* **WORK TASK**
Restate all the data word for word, leaving nothing out.

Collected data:
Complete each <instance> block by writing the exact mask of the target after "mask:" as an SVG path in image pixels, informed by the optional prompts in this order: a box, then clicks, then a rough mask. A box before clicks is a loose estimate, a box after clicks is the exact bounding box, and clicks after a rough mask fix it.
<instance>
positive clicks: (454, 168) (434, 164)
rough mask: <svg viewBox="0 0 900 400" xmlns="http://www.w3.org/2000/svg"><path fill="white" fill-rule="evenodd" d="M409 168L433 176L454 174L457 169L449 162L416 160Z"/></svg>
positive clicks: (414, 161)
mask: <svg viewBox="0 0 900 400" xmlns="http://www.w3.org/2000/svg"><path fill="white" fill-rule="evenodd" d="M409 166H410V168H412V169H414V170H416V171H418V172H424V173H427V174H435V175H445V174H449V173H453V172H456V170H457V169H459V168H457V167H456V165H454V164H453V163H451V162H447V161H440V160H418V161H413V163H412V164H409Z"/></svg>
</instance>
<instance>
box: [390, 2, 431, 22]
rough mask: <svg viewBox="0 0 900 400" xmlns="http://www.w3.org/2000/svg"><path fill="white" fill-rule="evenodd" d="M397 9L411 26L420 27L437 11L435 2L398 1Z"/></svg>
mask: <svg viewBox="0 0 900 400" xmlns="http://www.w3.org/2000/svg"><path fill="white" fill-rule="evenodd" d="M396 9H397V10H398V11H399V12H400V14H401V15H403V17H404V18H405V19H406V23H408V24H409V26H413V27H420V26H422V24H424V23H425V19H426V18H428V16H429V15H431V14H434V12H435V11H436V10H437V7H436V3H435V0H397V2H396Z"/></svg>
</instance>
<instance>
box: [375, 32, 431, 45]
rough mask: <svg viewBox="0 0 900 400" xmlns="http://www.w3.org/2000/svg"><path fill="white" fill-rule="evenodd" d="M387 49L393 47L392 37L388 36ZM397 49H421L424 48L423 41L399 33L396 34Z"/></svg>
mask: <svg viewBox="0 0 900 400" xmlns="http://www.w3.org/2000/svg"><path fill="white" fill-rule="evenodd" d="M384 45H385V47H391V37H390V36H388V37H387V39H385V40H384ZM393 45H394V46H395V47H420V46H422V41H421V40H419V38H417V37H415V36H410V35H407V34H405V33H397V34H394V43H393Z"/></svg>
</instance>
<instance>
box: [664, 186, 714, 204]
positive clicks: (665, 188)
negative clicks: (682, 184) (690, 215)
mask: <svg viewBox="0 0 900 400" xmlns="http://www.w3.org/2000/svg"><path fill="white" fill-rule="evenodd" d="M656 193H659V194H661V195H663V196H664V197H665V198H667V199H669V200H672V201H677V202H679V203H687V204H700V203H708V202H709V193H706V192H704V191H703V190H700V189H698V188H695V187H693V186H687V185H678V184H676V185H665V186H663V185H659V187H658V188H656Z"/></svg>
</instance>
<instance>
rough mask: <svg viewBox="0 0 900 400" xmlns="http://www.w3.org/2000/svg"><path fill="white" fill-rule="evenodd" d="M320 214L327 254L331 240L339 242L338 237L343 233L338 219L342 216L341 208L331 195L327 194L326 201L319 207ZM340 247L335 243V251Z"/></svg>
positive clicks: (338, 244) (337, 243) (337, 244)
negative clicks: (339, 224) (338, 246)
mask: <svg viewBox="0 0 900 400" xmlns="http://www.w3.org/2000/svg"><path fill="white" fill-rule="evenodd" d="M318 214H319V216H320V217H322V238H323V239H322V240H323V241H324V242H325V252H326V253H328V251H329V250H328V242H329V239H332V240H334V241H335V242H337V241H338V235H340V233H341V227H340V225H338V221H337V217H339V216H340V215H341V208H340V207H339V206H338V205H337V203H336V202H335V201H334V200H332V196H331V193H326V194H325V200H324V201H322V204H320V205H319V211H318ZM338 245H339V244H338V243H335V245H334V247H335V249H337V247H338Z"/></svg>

* **EXERCISE OUTPUT**
Complete each <instance> block by writing the exact mask of the target after "mask:" as an SVG path in image pixels, informed by the optional prompts in this order: a box, then clicks, then a rough mask. A box before clicks is a loose estimate, a box after clicks is the exact bounding box, and clicks after a rough mask fix it.
<instance>
positive clicks: (454, 168) (434, 164)
rough mask: <svg viewBox="0 0 900 400" xmlns="http://www.w3.org/2000/svg"><path fill="white" fill-rule="evenodd" d="M409 168L433 176L454 174L457 169L449 162L416 160Z"/></svg>
positive clicks: (414, 161)
mask: <svg viewBox="0 0 900 400" xmlns="http://www.w3.org/2000/svg"><path fill="white" fill-rule="evenodd" d="M409 166H410V168H412V169H414V170H416V171H418V172H424V173H427V174H435V175H445V174H449V173H453V172H456V170H457V169H459V168H457V167H456V165H454V164H453V163H451V162H447V161H440V160H418V161H413V163H412V164H409Z"/></svg>
</instance>
<instance>
box: [390, 2, 431, 22]
rough mask: <svg viewBox="0 0 900 400" xmlns="http://www.w3.org/2000/svg"><path fill="white" fill-rule="evenodd" d="M397 9L411 26L420 27L437 11L435 2L398 1Z"/></svg>
mask: <svg viewBox="0 0 900 400" xmlns="http://www.w3.org/2000/svg"><path fill="white" fill-rule="evenodd" d="M396 9H397V10H398V11H399V12H400V14H401V15H403V17H404V18H405V19H406V23H408V24H409V26H413V27H420V26H422V24H424V23H425V19H426V18H428V16H429V15H431V14H434V12H435V11H436V10H437V7H436V3H435V0H397V2H396Z"/></svg>
</instance>
<instance>
box: [375, 32, 431, 45]
rough mask: <svg viewBox="0 0 900 400" xmlns="http://www.w3.org/2000/svg"><path fill="white" fill-rule="evenodd" d="M387 49L393 47L392 37L388 36ZM397 49H421L424 48L423 41L399 33L396 34Z"/></svg>
mask: <svg viewBox="0 0 900 400" xmlns="http://www.w3.org/2000/svg"><path fill="white" fill-rule="evenodd" d="M384 45H385V47H391V37H390V36H388V37H387V39H385V40H384ZM393 45H394V46H395V47H420V46H422V41H421V40H419V38H417V37H415V36H410V35H407V34H405V33H397V34H394V43H393Z"/></svg>
</instance>
<instance>
box: [664, 186, 714, 204]
positive clicks: (665, 188)
negative clicks: (682, 184) (690, 215)
mask: <svg viewBox="0 0 900 400" xmlns="http://www.w3.org/2000/svg"><path fill="white" fill-rule="evenodd" d="M656 193H659V194H661V195H663V196H664V197H665V198H667V199H669V200H672V201H677V202H679V203H687V204H700V203H708V202H709V193H706V192H704V191H703V190H700V189H698V188H695V187H693V186H687V185H678V184H676V185H665V186H663V185H659V187H658V188H656Z"/></svg>
</instance>
<instance>
rough mask: <svg viewBox="0 0 900 400" xmlns="http://www.w3.org/2000/svg"><path fill="white" fill-rule="evenodd" d="M320 214L327 254L331 240L339 242L338 237L343 233L338 219L342 216L341 208L331 195L327 194L326 201L319 207ZM340 247L335 243V251Z"/></svg>
positive clicks: (338, 244) (337, 243) (337, 244)
negative clicks: (339, 224) (338, 246)
mask: <svg viewBox="0 0 900 400" xmlns="http://www.w3.org/2000/svg"><path fill="white" fill-rule="evenodd" d="M318 214H319V216H320V217H322V238H323V239H322V240H323V241H324V242H325V252H326V253H328V251H329V250H328V242H329V239H332V240H334V241H335V242H337V241H338V235H340V233H341V227H340V225H338V221H337V217H339V216H340V215H341V208H340V207H339V206H338V205H337V203H336V202H335V201H334V200H332V196H331V193H326V194H325V200H324V201H322V204H320V205H319V211H318ZM338 245H339V244H338V243H335V245H334V247H335V249H337V247H338Z"/></svg>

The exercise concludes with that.